===== Data rows =====

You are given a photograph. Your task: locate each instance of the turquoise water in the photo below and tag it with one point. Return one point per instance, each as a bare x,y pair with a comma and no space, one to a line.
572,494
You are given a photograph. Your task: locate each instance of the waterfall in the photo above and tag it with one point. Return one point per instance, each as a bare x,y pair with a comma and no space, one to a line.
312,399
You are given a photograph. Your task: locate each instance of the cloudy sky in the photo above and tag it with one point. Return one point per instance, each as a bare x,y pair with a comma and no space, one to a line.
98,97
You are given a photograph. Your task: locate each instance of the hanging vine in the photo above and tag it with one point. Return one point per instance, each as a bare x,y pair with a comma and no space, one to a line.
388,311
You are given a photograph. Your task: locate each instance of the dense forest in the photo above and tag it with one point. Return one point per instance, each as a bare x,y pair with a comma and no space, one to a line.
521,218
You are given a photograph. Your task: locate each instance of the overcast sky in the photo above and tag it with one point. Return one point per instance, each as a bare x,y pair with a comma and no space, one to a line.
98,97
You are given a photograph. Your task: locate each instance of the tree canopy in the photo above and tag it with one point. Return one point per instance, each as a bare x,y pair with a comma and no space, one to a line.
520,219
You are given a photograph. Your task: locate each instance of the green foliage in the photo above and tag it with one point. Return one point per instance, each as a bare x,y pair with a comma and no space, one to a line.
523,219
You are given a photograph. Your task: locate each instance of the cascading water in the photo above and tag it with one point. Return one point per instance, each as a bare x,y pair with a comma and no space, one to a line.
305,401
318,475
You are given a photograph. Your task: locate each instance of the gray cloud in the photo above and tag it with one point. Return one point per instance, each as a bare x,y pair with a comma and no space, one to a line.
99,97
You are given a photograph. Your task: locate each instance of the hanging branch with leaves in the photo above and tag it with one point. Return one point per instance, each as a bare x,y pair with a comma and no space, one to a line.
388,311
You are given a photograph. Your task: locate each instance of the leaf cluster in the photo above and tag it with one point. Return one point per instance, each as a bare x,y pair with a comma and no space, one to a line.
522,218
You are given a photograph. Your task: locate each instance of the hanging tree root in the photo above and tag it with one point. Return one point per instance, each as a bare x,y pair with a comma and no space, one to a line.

=====

Exercise objective -> Could you copy out the records again, requests included, from the line containing "of the leaf" up to and including the last line of the records, raising every x and y coordinate in the answers by 4?

Worked answer ->
You are given a photograph. Your task: locate each instance of the leaf cluster in the photo above and tag it with one point. Return one point per instance, each as a bare x,y pair with a comma and no space, one to a line.
526,222
You are given a photograph. Your task: locate each instance of the hanging tree root in the photo above and tag it with one point. Return one point per instance, each as a bare x,y pair with a comma and no space, one to a line.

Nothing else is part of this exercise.